Would you write out the entries again, exactly as they are, but without images?

- [Given records]
▶

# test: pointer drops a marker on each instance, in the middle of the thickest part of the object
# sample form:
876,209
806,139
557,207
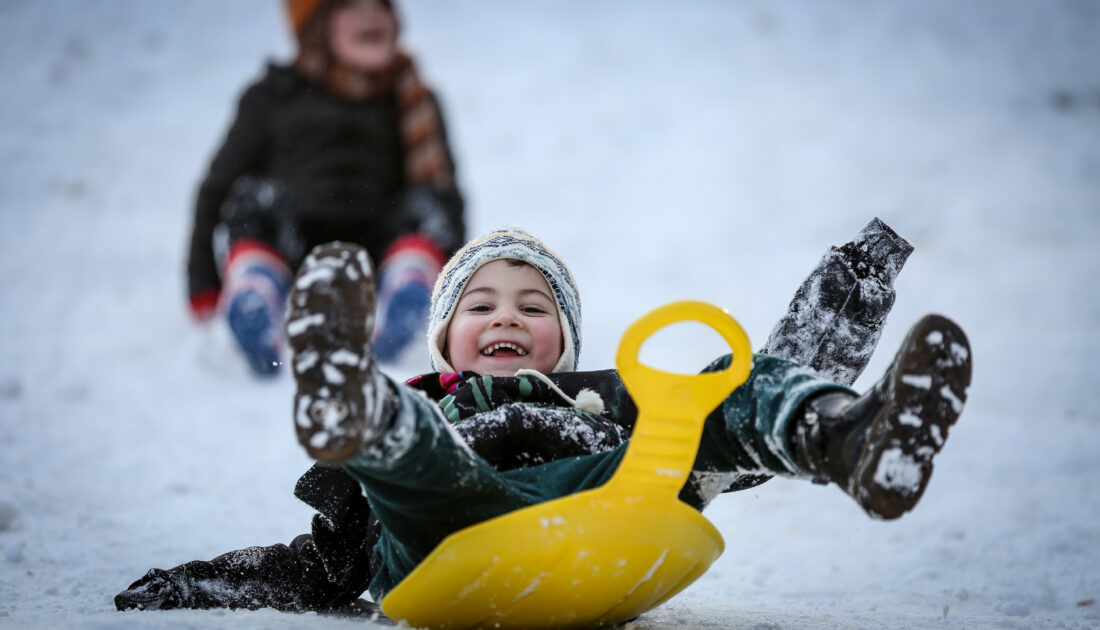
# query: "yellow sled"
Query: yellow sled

◀

- [Answer to this exercise]
# test: pointer drops a marker on each instance, in the middle of the thickest part of the object
# sample form:
876,209
806,139
557,207
# query: "yellow sled"
Query: yellow sled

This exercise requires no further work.